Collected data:
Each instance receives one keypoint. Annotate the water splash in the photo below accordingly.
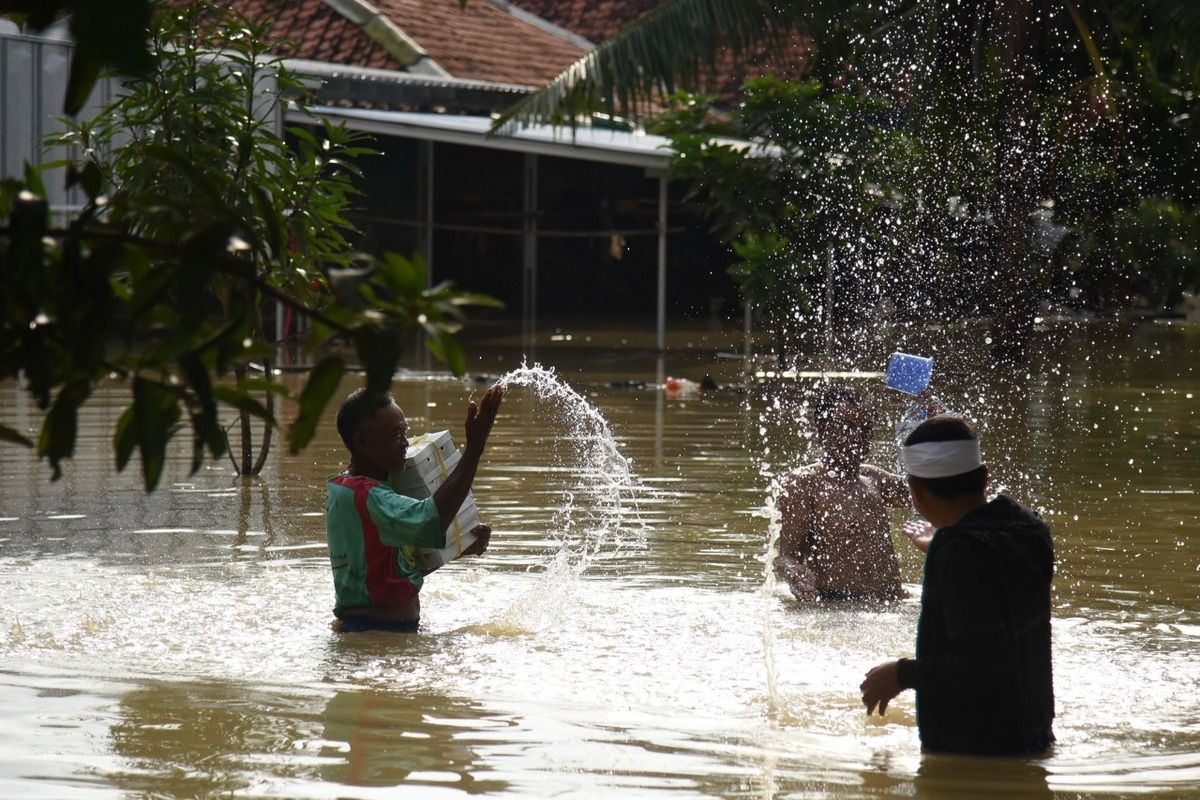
(599, 511)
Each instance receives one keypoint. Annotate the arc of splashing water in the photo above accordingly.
(609, 477)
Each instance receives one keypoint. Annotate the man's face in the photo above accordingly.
(845, 434)
(382, 443)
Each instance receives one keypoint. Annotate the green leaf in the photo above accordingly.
(12, 437)
(84, 71)
(34, 180)
(155, 415)
(60, 426)
(322, 384)
(124, 439)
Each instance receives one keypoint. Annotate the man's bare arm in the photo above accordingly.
(893, 488)
(795, 540)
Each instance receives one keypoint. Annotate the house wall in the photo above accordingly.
(597, 246)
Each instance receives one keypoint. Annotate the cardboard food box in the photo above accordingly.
(430, 459)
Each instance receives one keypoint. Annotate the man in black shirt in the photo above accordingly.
(982, 672)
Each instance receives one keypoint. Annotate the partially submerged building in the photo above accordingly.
(558, 223)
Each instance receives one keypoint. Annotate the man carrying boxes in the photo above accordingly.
(382, 541)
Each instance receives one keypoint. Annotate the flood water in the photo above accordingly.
(178, 644)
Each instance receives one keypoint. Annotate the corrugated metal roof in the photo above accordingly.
(633, 149)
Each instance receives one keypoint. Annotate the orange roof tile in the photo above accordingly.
(481, 42)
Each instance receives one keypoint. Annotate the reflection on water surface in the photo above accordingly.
(177, 644)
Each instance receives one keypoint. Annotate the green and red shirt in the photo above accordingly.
(373, 534)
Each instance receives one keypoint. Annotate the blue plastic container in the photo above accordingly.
(909, 373)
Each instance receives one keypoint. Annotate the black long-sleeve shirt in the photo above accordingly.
(982, 673)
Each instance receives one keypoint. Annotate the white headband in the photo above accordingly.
(941, 458)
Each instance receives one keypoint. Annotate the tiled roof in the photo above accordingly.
(600, 19)
(309, 29)
(481, 42)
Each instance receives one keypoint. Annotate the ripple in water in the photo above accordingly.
(598, 516)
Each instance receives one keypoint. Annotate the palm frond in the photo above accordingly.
(669, 47)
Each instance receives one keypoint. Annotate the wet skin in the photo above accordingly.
(835, 530)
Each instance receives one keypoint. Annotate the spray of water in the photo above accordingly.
(598, 516)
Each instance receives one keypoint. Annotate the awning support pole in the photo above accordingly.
(663, 264)
(529, 254)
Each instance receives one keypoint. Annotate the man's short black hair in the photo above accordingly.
(831, 396)
(948, 427)
(359, 407)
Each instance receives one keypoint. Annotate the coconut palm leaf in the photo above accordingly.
(669, 47)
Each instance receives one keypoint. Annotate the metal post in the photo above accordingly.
(663, 263)
(425, 203)
(529, 253)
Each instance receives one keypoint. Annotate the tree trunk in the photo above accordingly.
(267, 426)
(1019, 178)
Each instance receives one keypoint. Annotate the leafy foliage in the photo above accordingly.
(199, 210)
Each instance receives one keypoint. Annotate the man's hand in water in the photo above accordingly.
(929, 403)
(799, 579)
(483, 535)
(919, 533)
(880, 686)
(481, 417)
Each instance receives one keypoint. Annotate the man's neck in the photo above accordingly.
(840, 469)
(358, 470)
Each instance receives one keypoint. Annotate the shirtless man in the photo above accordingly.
(835, 541)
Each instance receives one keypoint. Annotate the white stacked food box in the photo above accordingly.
(430, 459)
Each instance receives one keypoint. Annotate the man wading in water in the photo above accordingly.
(982, 673)
(834, 540)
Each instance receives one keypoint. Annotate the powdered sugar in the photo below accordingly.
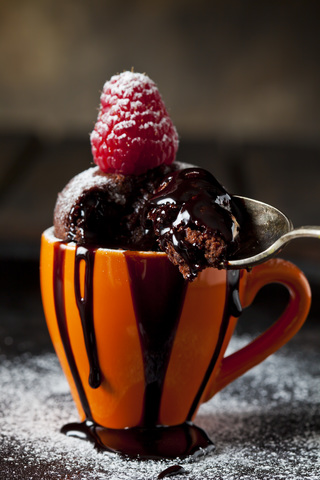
(265, 425)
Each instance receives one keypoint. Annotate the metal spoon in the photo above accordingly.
(265, 230)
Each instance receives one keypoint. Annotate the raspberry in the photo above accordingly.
(133, 132)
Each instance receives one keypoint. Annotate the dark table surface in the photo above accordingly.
(265, 425)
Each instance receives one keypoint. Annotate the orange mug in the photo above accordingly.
(142, 348)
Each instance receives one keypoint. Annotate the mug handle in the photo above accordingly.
(282, 330)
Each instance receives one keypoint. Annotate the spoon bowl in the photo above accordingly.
(265, 230)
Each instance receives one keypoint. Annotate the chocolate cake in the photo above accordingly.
(184, 212)
(105, 209)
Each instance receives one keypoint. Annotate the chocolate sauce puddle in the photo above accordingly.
(156, 443)
(153, 288)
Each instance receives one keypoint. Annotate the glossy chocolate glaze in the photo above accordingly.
(199, 200)
(194, 220)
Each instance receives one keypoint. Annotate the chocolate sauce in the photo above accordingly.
(153, 288)
(158, 291)
(58, 289)
(193, 218)
(170, 471)
(85, 307)
(145, 443)
(233, 308)
(200, 200)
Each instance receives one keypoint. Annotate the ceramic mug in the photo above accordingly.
(142, 347)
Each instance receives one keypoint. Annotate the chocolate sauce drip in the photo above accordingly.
(185, 440)
(233, 308)
(158, 292)
(58, 289)
(85, 307)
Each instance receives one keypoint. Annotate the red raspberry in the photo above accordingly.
(134, 132)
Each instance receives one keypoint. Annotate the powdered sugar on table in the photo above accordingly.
(266, 425)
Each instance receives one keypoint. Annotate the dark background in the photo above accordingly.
(240, 79)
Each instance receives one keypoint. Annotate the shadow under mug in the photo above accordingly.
(142, 349)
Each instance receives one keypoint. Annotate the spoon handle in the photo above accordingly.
(306, 231)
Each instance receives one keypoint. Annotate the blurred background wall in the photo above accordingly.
(235, 70)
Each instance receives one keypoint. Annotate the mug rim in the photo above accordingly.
(50, 237)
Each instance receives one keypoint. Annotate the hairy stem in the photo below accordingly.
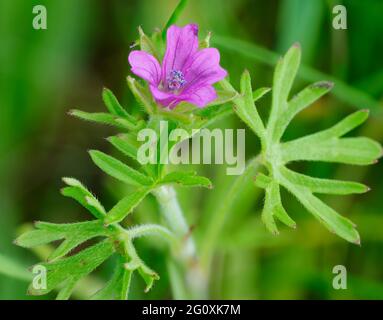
(217, 221)
(185, 254)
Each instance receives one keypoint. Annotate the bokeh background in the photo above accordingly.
(45, 73)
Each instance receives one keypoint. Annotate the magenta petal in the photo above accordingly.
(201, 96)
(145, 66)
(167, 99)
(205, 69)
(181, 45)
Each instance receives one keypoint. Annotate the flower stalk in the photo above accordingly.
(193, 279)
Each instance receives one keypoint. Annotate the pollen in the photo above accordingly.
(176, 80)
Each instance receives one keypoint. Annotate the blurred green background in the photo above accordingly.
(45, 73)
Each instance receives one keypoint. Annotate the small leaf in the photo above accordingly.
(187, 179)
(113, 288)
(273, 208)
(205, 43)
(259, 93)
(147, 45)
(223, 96)
(101, 117)
(302, 100)
(66, 291)
(126, 206)
(119, 170)
(358, 151)
(142, 94)
(113, 105)
(326, 186)
(81, 194)
(341, 226)
(73, 233)
(136, 263)
(127, 144)
(262, 181)
(245, 108)
(107, 118)
(65, 271)
(341, 128)
(35, 238)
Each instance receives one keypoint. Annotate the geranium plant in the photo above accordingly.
(185, 85)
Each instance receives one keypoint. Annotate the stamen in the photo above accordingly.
(175, 80)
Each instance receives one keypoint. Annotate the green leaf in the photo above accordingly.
(245, 108)
(68, 270)
(337, 224)
(106, 118)
(119, 170)
(81, 194)
(66, 291)
(113, 105)
(36, 238)
(127, 144)
(126, 206)
(12, 268)
(147, 274)
(302, 100)
(73, 233)
(326, 186)
(358, 151)
(142, 95)
(175, 16)
(205, 43)
(223, 96)
(342, 90)
(118, 286)
(187, 179)
(341, 128)
(262, 181)
(259, 93)
(273, 209)
(147, 45)
(284, 76)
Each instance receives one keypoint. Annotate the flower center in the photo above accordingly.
(175, 80)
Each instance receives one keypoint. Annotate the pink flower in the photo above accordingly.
(187, 74)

Your goal: Every record above should be transcribed exactly; the pictures stay out of the copy.

Finished exercise:
Each instance receives one keypoint. Annotate the water splash in the photo below accordingly.
(599, 511)
Each instance receives one keypoint. Annotate the arc of splashing water in the photo above accordingly.
(609, 477)
Each instance receives one keypoint. Annotate the man's face in the photo above accordingly.
(845, 434)
(382, 443)
Each instance receives one keypoint. Annotate the green leaf in the photo above accordingly.
(12, 437)
(84, 71)
(34, 180)
(155, 415)
(60, 426)
(322, 384)
(124, 439)
Each instance receives one keypoint. Annotate the man's bare arm in the photo above accordingly.
(893, 488)
(795, 540)
Each instance receives one keypoint. Annotate the house wall in the photo above accordingly.
(597, 246)
Each instance receives one keypoint. Annotate the cardboard food box in the photo above accordingly.
(430, 459)
Each instance receives one keypoint. Annotate the man in black shirt in the photo above accordingly.
(982, 672)
Each instance receives one keypoint. Annotate the partially submerged building in the photo above accordingly.
(558, 223)
Each instance receives one keypoint. Annotate the man carrying boxes in the photo above accordingly.
(382, 541)
Each instance receives one keypoint. Annotate the flood water in the photo above accordingly.
(178, 644)
Each instance receives one keypoint. Annotate the corrugated metal roof in the photo above accordingly.
(633, 149)
Each instance receives one keypoint. Annotate the orange roof tile in the photo above accordingly.
(481, 42)
Each instance receives one keypoint. Annotate the reflection on water surface in the photo above accordingly.
(177, 644)
Each instance receives one keypoint. Annotate the green and red shirt in the photo above accordingly.
(373, 534)
Each instance receives one keypoint. Annotate the blue plastic container in the photo above accordingly.
(909, 373)
Each instance receives one keypoint. Annotate the black long-sleeve shirt in the photo above accordingly.
(982, 673)
Each instance receives one keypoint. Annotate the white headband in the photo above accordingly.
(941, 458)
Each instance receives one keypoint. Annotate the tiled roof in the photo above accordingly.
(600, 19)
(309, 29)
(481, 42)
Each instance receives one keypoint. Annotate the ripple in water in the photo above accordingly.
(598, 516)
Each instance receives one keypoint. Annotate the palm frond in the photo above accordingly.
(669, 47)
Each instance receives one keypoint. Annotate the wet skin in the photo above accordingly.
(835, 530)
Each instance receives one keypoint. Annotate the spray of water in the photo above accordingly.
(598, 516)
Each instance receives one keypoint. Annotate the awning support pole in the photo above accordingly.
(663, 264)
(529, 254)
Each instance receives one keypoint. Annotate the man's short black hair in the photo above accordingly.
(831, 396)
(948, 427)
(359, 407)
Each instance receives one keypoint. Annotate the coconut palm leaf in the photo above accordingly.
(669, 47)
Each instance receives one keypoint. Annotate the metal post in the photo above accordingly.
(663, 263)
(425, 203)
(529, 253)
Each instance receives one keypoint. Annotate the tree trunk in the photo above accordingly.
(267, 426)
(1019, 178)
Each instance receives one keypoint. Annotate the leafy foliage in the photo above accordingly.
(199, 210)
Each instance receives one keypoint. Annotate the man's hand in water in the photo above accordingly.
(929, 403)
(799, 579)
(483, 535)
(919, 533)
(880, 686)
(481, 417)
Each instance receives one keypoint. Annotate the man's neck in the photo above accordingly.
(840, 469)
(358, 470)
Each instance receives one keypoint. Annotate the shirtless man in the photo above accordingly.
(835, 541)
Each instance receives one keypoint. Annotate the white stacked food box in the photo above accordingly.
(430, 459)
Each instance receives one keypoint. Annotate the man wading in water in the photo above accordingly.
(982, 673)
(834, 540)
Each instance receives one keypoint. Annotate the powdered sugar in the photo below accordingly.
(265, 425)
Each instance receives one keypoint. Annotate the metal spoon in the photo above accordingly.
(265, 230)
Each instance receives one keypoint. Annotate the raspberry in the photo above accordingly.
(133, 132)
Each instance receives one keypoint. Annotate the dark table surface in the photo above accordingly.
(265, 425)
Each instance receives one keypoint. Annotate the orange mug in the photo above accordingly.
(142, 348)
Each instance receives one keypoint. Annotate the mug handle in the photo above accordingly.
(282, 330)
Each instance receives one keypoint. Annotate the spoon bowl in the photo above accordingly.
(265, 230)
Each instance receives one keypoint. Annotate the chocolate cake in the photo above accordingly.
(184, 212)
(105, 209)
Each instance receives one keypoint. Annotate the chocolate sauce puddle in the photo above accordingly.
(156, 443)
(153, 288)
Each instance receives one keypoint. Annotate the glossy chocolate glaze in the photo above accordingly.
(199, 200)
(194, 220)
Each instance receives one keypoint. Annotate the chocolate sauce in the photo above accordingly.
(153, 288)
(158, 291)
(58, 289)
(193, 218)
(170, 471)
(85, 307)
(145, 443)
(233, 308)
(200, 200)
Each instance receives one keypoint. Annotate the ceramic mug in the photo above accordingly.
(142, 347)
Each instance receives one keypoint. Annotate the chocolate sauce drip in the photo above accordingly.
(185, 440)
(233, 308)
(158, 292)
(58, 289)
(85, 307)
Each instance receives one keypoint. Annotate the red raspberry in the photo above accordingly.
(134, 132)
Each instance receives one keypoint. Annotate the powdered sugar on table in the photo above accordingly.
(266, 425)
Each instance receives one keypoint. Annotate the dark background in the photo above accordingly.
(240, 79)
Each instance receives one keypoint. Annotate the shadow under mug in the photo above accordingly.
(142, 349)
Each instance receives one keypoint. Annotate the spoon handle in the photo above accordingly.
(306, 231)
Each instance receives one keypoint. Annotate the blurred background wall in the photo above accordingly.
(235, 70)
Each instance receives one keypoint. Annotate the mug rim in the photo above accordingly.
(50, 237)
Each instance receives one keypoint. Annotate the hairy stem in the photo below accordingly.
(217, 221)
(185, 254)
Each instance receives one keypoint. Annotate the bokeh background in the photo above accordingly.
(45, 73)
Each instance receives one keypoint. Annotate the magenta petal in the photo above accordingly.
(201, 96)
(145, 66)
(167, 99)
(205, 69)
(181, 45)
Each instance receives one keypoint. Annotate the flower stalk in the photo above accordingly.
(193, 279)
Each instance receives one keypoint. Annotate the pollen in the photo above accordingly.
(176, 80)
Each instance receives one keypoint. Annotate the blurred green background in the photo above accordingly.
(45, 73)
Each instance receives one keypoint. Annotate the small leaf in the photo above accordingly.
(187, 179)
(113, 288)
(273, 208)
(205, 43)
(259, 93)
(147, 45)
(223, 96)
(101, 117)
(302, 100)
(66, 291)
(126, 206)
(119, 170)
(358, 151)
(142, 94)
(113, 105)
(326, 186)
(81, 194)
(341, 226)
(73, 233)
(136, 263)
(127, 144)
(262, 181)
(245, 108)
(107, 118)
(65, 271)
(341, 128)
(35, 238)
Each instance receives one keypoint. Annotate the geranium plant in the photo above accordingly.
(185, 85)
Each instance receives one keypoint. Annotate the stamen in the photo above accordingly.
(175, 80)
Each instance receives one keypoint. Annotate the green leaf in the photo above accordingly.
(245, 108)
(68, 270)
(337, 224)
(106, 118)
(119, 170)
(81, 194)
(66, 291)
(113, 105)
(36, 238)
(127, 144)
(126, 206)
(12, 268)
(147, 274)
(302, 100)
(73, 233)
(326, 186)
(358, 151)
(142, 95)
(175, 16)
(205, 43)
(223, 96)
(342, 90)
(118, 286)
(187, 179)
(341, 128)
(262, 181)
(259, 93)
(273, 209)
(147, 45)
(284, 76)
Each instance receives one keypoint. Annotate the flower center in the photo above accordingly.
(175, 80)
Each instance receives one keypoint. Annotate the pink flower in the photo above accordingly.
(187, 74)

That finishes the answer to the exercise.